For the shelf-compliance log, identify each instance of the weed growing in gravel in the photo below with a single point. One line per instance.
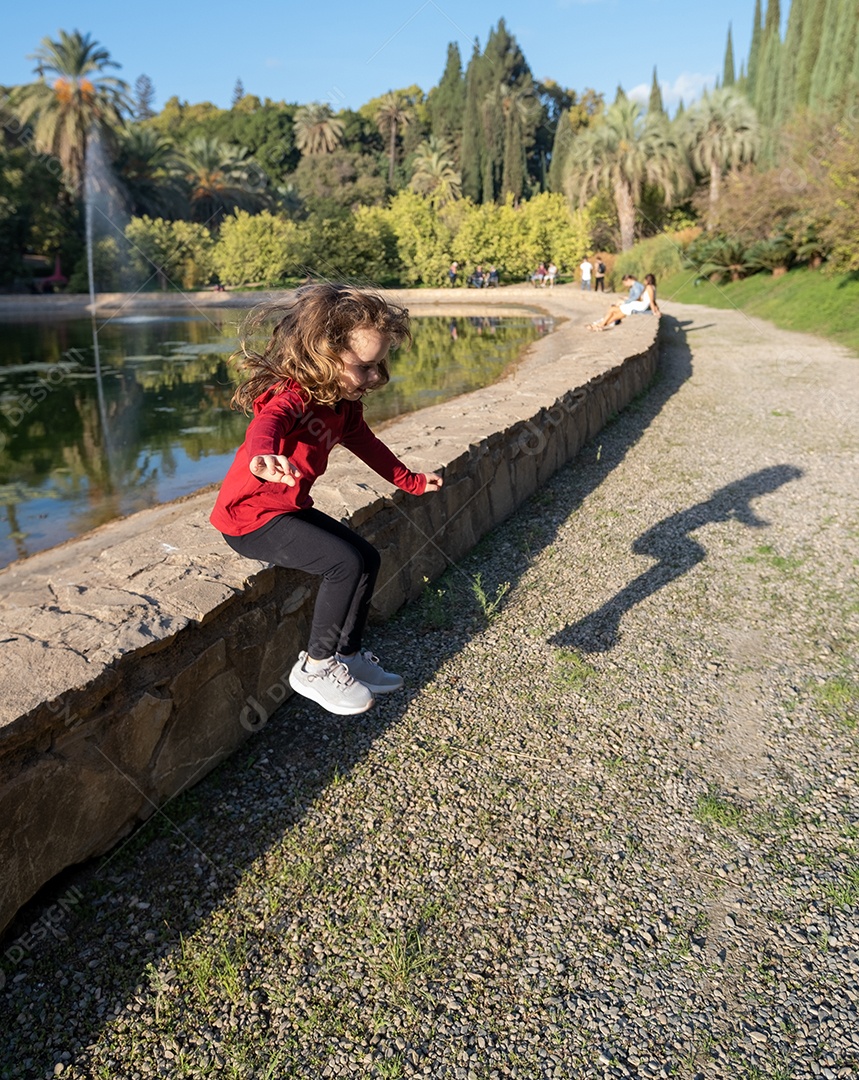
(390, 1068)
(766, 553)
(488, 607)
(435, 607)
(574, 672)
(845, 893)
(839, 698)
(716, 808)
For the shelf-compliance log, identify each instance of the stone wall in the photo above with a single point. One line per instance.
(139, 656)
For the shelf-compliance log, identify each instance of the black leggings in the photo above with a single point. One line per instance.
(311, 541)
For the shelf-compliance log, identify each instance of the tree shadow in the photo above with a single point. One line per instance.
(132, 909)
(671, 543)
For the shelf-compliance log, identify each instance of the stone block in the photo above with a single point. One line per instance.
(132, 738)
(55, 813)
(203, 730)
(204, 667)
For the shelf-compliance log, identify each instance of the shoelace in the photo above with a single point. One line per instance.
(335, 671)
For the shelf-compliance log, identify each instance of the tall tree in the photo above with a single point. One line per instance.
(621, 153)
(507, 83)
(317, 130)
(809, 48)
(470, 151)
(150, 171)
(79, 99)
(721, 132)
(144, 97)
(818, 92)
(655, 104)
(394, 113)
(433, 172)
(219, 179)
(846, 46)
(728, 77)
(446, 102)
(754, 51)
(788, 67)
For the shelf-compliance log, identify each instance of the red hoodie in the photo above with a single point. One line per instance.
(305, 433)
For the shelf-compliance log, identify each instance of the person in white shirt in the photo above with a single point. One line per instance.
(587, 270)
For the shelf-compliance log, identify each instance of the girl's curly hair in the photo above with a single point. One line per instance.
(312, 329)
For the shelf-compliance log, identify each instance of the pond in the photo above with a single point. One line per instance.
(94, 427)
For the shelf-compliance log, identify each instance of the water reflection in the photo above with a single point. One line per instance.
(94, 427)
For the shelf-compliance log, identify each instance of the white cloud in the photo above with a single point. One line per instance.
(688, 86)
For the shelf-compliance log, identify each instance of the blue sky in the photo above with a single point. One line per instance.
(346, 53)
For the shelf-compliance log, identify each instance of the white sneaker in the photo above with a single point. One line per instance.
(331, 686)
(367, 670)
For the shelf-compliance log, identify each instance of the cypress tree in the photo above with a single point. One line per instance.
(846, 28)
(790, 56)
(145, 94)
(818, 93)
(513, 175)
(809, 46)
(727, 70)
(766, 92)
(754, 51)
(470, 154)
(655, 105)
(446, 103)
(563, 140)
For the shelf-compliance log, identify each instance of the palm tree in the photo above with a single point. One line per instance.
(721, 131)
(622, 152)
(151, 172)
(396, 111)
(222, 177)
(317, 130)
(433, 173)
(78, 102)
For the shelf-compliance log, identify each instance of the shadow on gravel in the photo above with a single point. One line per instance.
(81, 966)
(670, 542)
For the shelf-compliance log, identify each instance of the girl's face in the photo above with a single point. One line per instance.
(366, 350)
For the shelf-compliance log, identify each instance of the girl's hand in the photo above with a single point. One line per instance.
(433, 482)
(274, 468)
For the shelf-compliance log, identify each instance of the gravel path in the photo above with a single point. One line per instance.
(609, 828)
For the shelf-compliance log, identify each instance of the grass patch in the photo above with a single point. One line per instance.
(717, 809)
(766, 553)
(803, 299)
(488, 606)
(844, 893)
(573, 671)
(837, 697)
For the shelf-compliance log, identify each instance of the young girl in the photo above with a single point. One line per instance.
(619, 311)
(329, 349)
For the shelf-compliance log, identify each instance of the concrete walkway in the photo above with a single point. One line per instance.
(608, 828)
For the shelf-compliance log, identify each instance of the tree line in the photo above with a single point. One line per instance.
(400, 187)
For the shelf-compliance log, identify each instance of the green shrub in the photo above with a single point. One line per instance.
(660, 256)
(176, 254)
(259, 248)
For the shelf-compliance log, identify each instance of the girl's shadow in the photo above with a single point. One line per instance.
(670, 542)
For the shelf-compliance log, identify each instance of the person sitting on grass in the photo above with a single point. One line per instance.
(642, 298)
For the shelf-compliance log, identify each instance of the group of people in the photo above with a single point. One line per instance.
(480, 279)
(592, 272)
(641, 299)
(545, 275)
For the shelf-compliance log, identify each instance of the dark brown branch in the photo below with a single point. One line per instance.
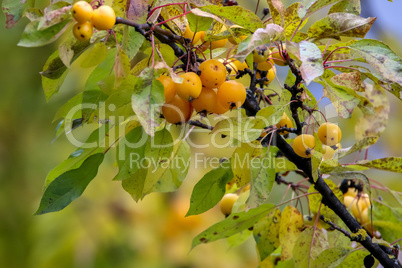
(197, 123)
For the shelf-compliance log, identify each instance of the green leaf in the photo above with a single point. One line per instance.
(277, 11)
(236, 14)
(132, 41)
(291, 226)
(374, 124)
(336, 25)
(233, 224)
(85, 150)
(148, 97)
(312, 241)
(268, 116)
(330, 257)
(312, 63)
(262, 179)
(32, 37)
(393, 164)
(347, 6)
(266, 233)
(13, 10)
(174, 170)
(358, 146)
(94, 56)
(210, 189)
(292, 20)
(130, 153)
(74, 103)
(308, 7)
(69, 186)
(198, 23)
(381, 57)
(241, 161)
(354, 259)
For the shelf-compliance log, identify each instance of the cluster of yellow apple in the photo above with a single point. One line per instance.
(102, 18)
(359, 204)
(208, 92)
(328, 133)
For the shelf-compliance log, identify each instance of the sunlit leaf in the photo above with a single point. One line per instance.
(336, 25)
(291, 226)
(210, 189)
(381, 57)
(309, 245)
(148, 97)
(308, 7)
(233, 224)
(69, 186)
(393, 164)
(266, 233)
(347, 6)
(312, 63)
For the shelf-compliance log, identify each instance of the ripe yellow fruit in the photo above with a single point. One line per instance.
(83, 31)
(303, 145)
(227, 203)
(206, 102)
(103, 18)
(231, 94)
(191, 86)
(177, 110)
(270, 76)
(277, 57)
(284, 122)
(169, 87)
(82, 11)
(213, 73)
(260, 54)
(357, 204)
(329, 134)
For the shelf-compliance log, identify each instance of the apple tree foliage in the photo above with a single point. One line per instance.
(122, 99)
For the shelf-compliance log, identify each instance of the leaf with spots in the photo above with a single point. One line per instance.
(393, 164)
(292, 20)
(210, 189)
(242, 159)
(233, 224)
(70, 185)
(312, 241)
(266, 233)
(32, 37)
(381, 57)
(237, 15)
(312, 63)
(308, 7)
(347, 6)
(13, 10)
(262, 36)
(336, 25)
(277, 11)
(147, 99)
(374, 124)
(330, 257)
(291, 226)
(360, 145)
(262, 178)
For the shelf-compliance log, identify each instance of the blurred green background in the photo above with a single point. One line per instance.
(105, 227)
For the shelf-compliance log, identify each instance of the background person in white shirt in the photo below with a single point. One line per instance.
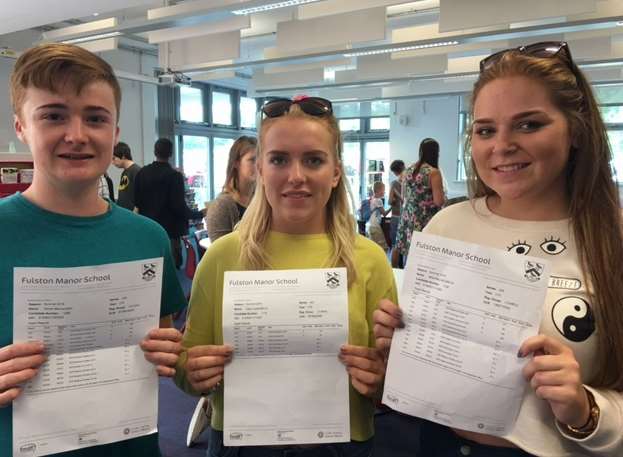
(541, 184)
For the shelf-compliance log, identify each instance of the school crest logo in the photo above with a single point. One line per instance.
(533, 271)
(149, 271)
(332, 279)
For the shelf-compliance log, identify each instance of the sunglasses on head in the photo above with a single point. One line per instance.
(545, 49)
(314, 106)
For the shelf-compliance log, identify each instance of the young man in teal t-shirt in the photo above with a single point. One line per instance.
(66, 102)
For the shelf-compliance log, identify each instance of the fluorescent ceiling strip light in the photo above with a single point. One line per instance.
(101, 36)
(400, 49)
(273, 6)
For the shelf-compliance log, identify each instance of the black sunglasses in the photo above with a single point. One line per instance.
(314, 106)
(543, 49)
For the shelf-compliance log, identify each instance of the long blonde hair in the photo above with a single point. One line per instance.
(340, 226)
(594, 199)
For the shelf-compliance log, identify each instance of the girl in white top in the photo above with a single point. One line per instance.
(541, 183)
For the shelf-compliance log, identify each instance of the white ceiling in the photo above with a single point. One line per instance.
(25, 14)
(309, 48)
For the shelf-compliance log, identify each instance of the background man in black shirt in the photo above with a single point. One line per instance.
(122, 158)
(159, 195)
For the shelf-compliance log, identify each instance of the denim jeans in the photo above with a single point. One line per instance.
(351, 449)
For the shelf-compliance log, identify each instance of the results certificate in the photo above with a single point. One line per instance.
(285, 383)
(96, 386)
(467, 309)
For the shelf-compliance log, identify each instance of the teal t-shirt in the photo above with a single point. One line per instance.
(33, 237)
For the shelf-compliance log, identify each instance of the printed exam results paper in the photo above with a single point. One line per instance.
(285, 384)
(96, 387)
(467, 309)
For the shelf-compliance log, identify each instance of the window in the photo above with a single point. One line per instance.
(351, 158)
(350, 125)
(380, 108)
(342, 110)
(197, 166)
(376, 155)
(221, 108)
(248, 112)
(365, 132)
(379, 123)
(191, 104)
(612, 114)
(464, 123)
(616, 143)
(221, 157)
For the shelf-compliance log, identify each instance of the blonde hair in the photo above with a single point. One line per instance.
(51, 66)
(594, 199)
(340, 226)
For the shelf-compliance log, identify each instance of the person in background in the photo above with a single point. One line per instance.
(105, 188)
(395, 200)
(299, 218)
(423, 195)
(122, 158)
(377, 212)
(227, 209)
(66, 104)
(159, 194)
(541, 184)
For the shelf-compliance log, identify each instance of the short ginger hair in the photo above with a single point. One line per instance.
(51, 66)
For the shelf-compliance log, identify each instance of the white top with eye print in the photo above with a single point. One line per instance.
(567, 316)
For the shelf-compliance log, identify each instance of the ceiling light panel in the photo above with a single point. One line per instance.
(263, 81)
(273, 6)
(459, 14)
(86, 39)
(200, 50)
(107, 44)
(331, 7)
(190, 7)
(210, 28)
(366, 25)
(401, 49)
(67, 32)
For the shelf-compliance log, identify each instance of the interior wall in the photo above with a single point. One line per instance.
(438, 118)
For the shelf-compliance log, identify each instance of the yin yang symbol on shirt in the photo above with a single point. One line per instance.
(572, 315)
(573, 318)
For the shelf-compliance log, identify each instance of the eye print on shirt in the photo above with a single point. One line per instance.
(573, 318)
(519, 247)
(553, 246)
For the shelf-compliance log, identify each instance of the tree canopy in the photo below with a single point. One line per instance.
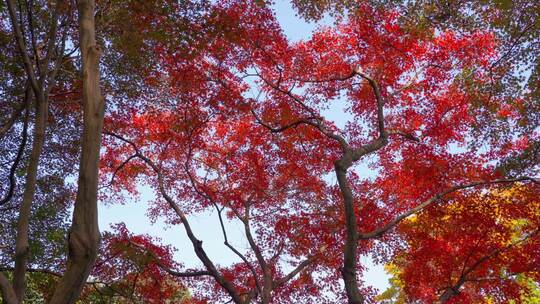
(430, 166)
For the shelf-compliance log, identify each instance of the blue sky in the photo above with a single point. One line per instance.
(206, 226)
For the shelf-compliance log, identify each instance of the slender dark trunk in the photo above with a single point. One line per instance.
(22, 251)
(349, 253)
(84, 233)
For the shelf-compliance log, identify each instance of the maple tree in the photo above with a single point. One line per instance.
(417, 89)
(479, 250)
(217, 111)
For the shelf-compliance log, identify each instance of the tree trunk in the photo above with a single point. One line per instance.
(349, 254)
(84, 233)
(22, 250)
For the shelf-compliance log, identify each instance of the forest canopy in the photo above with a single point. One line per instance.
(403, 131)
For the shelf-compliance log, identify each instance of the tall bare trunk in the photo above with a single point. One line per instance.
(349, 253)
(84, 233)
(22, 249)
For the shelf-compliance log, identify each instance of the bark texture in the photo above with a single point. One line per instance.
(84, 233)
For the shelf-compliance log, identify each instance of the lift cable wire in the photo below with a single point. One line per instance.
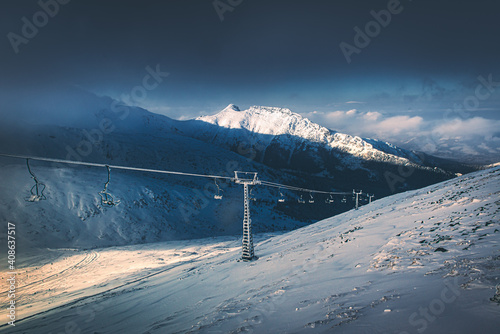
(92, 164)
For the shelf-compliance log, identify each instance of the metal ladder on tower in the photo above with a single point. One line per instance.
(247, 240)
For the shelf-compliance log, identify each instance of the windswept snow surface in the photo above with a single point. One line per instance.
(424, 261)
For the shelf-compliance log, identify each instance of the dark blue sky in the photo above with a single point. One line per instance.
(264, 52)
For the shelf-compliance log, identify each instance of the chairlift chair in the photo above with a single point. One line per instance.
(282, 198)
(329, 200)
(37, 189)
(311, 200)
(106, 198)
(218, 195)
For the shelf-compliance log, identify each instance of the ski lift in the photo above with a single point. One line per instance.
(219, 190)
(106, 198)
(282, 198)
(329, 200)
(251, 196)
(37, 190)
(311, 200)
(301, 200)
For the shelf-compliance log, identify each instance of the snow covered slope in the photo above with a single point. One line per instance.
(420, 261)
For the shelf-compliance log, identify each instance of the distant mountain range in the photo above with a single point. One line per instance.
(280, 145)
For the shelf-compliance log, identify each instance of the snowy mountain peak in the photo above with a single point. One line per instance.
(231, 107)
(273, 125)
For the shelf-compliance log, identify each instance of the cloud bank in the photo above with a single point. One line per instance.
(474, 139)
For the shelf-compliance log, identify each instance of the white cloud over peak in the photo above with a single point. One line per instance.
(448, 137)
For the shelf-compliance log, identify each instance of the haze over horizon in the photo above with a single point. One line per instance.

○ ○ ○ ○ ○ ○ ○

*Task statement*:
Retype, without changes, the lines from the line holding "of the metal" to the end of the data, both ends included.

*Reply*:
For the shelf-compliance log, identify each instance of the metal ladder on tower in the photo above with a single point. One line per instance.
(247, 240)
For the shelf-compliance log, identify each instance of the windswept snow surface in the photo above with a single point. One line per instance.
(424, 261)
For the shelf-compliance log, identify each instance of the dark blue sky in the photo above with a single point. One line per instance.
(264, 52)
For the shelf-compliance log, identify each instance of the chairlift chair in the photo above with a single point. One line per instance.
(282, 198)
(329, 200)
(37, 189)
(311, 200)
(106, 198)
(218, 195)
For the shelf-compliance log, identify each instance of the ski lift in the photo above with a single point. One line per instance.
(219, 190)
(106, 198)
(282, 198)
(329, 200)
(251, 196)
(37, 190)
(311, 200)
(301, 200)
For the shelf-compliance log, identify each instance of the snow covered slope in the photo above with a single point. One line per instance.
(420, 261)
For the shelf-compliance log, identify each instance of the distant mountain range in the photo above with a single point. One line per instance.
(280, 145)
For the shelf-compliance log, identify each instance of the snowy mountain peak in the photo above with a single point. One line per instance.
(231, 107)
(273, 125)
For the shelf-compliance log, identify each instance of the cloud bank in the photo above with a single point. One line per instance.
(474, 139)
For the shelf-compliance log, identify each instance of the white cloud over peak in the photo above with a single point. One line per instance.
(448, 137)
For the shelf-compliance log, identify each instance of the haze over horizon in the photo above with a single point. One line per instance.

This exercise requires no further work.